**Given exercise**
Swap "photograph" for "image" throughout the records below, then write out every line again with nothing else changed.

(Recorded data)
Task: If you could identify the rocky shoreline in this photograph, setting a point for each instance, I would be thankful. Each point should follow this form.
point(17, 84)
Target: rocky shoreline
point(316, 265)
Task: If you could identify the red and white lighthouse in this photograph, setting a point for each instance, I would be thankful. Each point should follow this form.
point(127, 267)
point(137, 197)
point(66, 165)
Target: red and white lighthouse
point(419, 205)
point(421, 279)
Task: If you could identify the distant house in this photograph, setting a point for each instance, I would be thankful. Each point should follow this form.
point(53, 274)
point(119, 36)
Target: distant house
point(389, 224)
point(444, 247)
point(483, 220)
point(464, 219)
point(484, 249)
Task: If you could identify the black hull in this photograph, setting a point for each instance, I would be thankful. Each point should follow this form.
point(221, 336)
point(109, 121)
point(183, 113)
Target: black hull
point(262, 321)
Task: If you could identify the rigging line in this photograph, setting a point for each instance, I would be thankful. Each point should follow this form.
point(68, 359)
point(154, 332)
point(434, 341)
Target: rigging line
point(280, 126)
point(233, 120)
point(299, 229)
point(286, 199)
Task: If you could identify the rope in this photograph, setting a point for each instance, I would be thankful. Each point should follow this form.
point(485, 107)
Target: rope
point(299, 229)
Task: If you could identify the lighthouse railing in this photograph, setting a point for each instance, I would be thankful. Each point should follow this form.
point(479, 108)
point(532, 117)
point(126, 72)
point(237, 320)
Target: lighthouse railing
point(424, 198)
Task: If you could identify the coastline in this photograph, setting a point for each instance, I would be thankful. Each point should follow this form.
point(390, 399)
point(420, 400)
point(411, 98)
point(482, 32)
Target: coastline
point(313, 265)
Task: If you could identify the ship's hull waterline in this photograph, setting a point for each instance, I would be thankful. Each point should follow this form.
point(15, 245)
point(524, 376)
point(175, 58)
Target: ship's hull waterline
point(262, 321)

**Result for this exercise**
Task: If you could identify the rocky shoreline in this image, setting a point for each instance, I would be thankful. Each point should follow this form.
point(17, 84)
Target: rocky shoreline
point(316, 265)
Task: If you could identify the red and white lighthouse in this image, setting a point for each instance, I would be thankful. Each point should follow this form.
point(127, 267)
point(137, 197)
point(66, 165)
Target: red and white lighthouse
point(419, 205)
point(421, 279)
Task: If you could identify the distant house in this image, setting a point for each instance, I would be thankful. Each point should follow this form.
point(53, 274)
point(119, 36)
Target: distant house
point(389, 224)
point(444, 247)
point(483, 220)
point(464, 219)
point(484, 249)
Task: If you could identify the black hull in this image, setting a point for each instance, I would be thankful. Each point should follow this form.
point(221, 336)
point(109, 121)
point(183, 113)
Target: black hull
point(262, 321)
Task: If you could identify the rigging line in this image, setting a point for each instance, I would be thankful. Each point should follow this form.
point(68, 359)
point(154, 332)
point(434, 341)
Target: rigging line
point(280, 126)
point(233, 120)
point(299, 229)
point(286, 199)
Task: If you could identify the rope in this image, setting a point for each instance, I would be thankful. Each point should follow this form.
point(485, 107)
Target: rope
point(299, 229)
Task: If you could identify the lighthouse railing in this image, setting a point for each instance, I would be thankful. Each point should follow this form.
point(479, 108)
point(532, 117)
point(126, 72)
point(237, 320)
Target: lighthouse railing
point(424, 198)
Task: If you could identify the coastline in this image, setting a point for each instance, I would be thankful. Each point should follow this form.
point(390, 399)
point(420, 400)
point(411, 98)
point(482, 32)
Target: coastline
point(313, 265)
Task: If you could identify the ship's hull waterline in this image, setting a point for each instance, I would be thankful. Each point should follow this form.
point(15, 245)
point(524, 376)
point(175, 58)
Target: ship's hull waterline
point(262, 321)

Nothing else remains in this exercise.